▶ **ACTIVITY 1**: List every right that the passage on the Personal Protection Bill says data subjects are given.
▶ **ACTIVITY 2**: Carry on the passage about the Personal Protection Bill, starting after its final sentence.

▶ **TEXT BLOCK**:
*** Block opens ***

Data subjects are also afforded a number of rights under the Personal Protection Bill. These rights include the right to transparency, access, portability, and correction in relation to personal data. Additionally, there are a variety of penalties that can be imposed as a result of non-compliance with the Personal Protection Bill. The penalties include criminal liability that can lead to up to three years of imprisonment and a fine of up to $3000, administrative fines that can total up to $2 million dollars or 4% of business entities’ annual global revenue, injunctive penalties such as the ability to block processing, and both individual and group redress.

*** Block closes ***

▶ **EXTRACTED ENTRIES**:

*** Block opens ***

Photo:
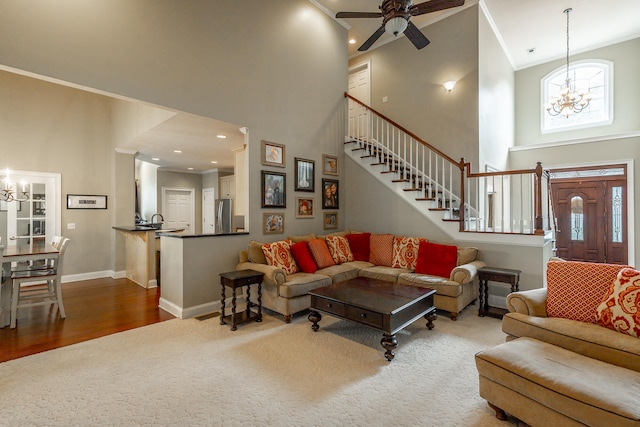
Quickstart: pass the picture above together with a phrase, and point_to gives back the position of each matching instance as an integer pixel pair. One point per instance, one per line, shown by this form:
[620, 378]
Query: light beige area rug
[199, 373]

*** Block closes ***

▶ **TASK RESPONSE 1**: transparency, access, portability, correction

▶ **TASK RESPONSE 2**:
The Personal Protection Bill of 2018 will do a great deal to secure the data privacy of Indian citizens for the years to come. As privacy has become a greater concern to many countries and governments around the world, laws such as the Personal Protection Bill will continue to be passed as time goes on. While the EU’s General Data Protection Regulation or GDPR was undoubtedly an influence on the bill, as it has been on many other privacy laws that have been passed in recent years, the Personal Protection Bill is in many ways more restrictive than the GDPR. As such, Indian citizens can rest assured that everything is being done to secure their personal privacy.